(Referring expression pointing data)

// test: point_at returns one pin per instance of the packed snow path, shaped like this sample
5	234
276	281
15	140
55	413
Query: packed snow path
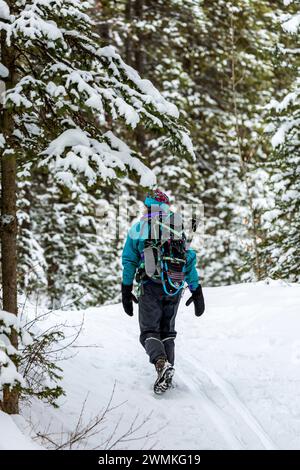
236	383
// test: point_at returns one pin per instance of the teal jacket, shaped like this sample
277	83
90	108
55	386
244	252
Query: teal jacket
132	257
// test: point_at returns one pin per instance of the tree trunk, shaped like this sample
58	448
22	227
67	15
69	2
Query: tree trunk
8	219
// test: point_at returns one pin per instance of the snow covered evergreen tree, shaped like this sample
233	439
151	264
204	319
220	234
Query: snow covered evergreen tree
282	249
63	90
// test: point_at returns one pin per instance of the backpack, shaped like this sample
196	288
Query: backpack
164	255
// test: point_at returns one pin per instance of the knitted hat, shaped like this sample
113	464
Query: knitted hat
156	197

GOAL OF THE EXERCISE — Restate all entries above exactly, but not the images.

THE ANSWER —
// test: point_at returns one pin per instance of the packed snow path, shaped like this sample
5	234
276	281
15	140
55	413
Query: packed snow path
236	383
// test: point_at returns one pin per instance of the teal jacket, shaped like this sample
277	83
90	108
55	386
244	252
Query: teal jacket
132	257
// test: point_at returns one pin per instance of the tree trunk, shaped like this sample
58	448
22	227
67	15
69	2
Query: tree trunk
8	219
// test: point_at returns one pin per instance of the snow covered evergreen tree, shaped like this sample
233	439
151	264
204	319
220	234
Query: snow covered evergreen tree
282	249
63	90
// test: point_at returns one pin per instance of the backpack, shaped like this sample
196	288
Query: backpack
164	255
// test: point_at returns one pin per instance of the knitted hat, shaped like this sample
113	464
Query: knitted hat
156	197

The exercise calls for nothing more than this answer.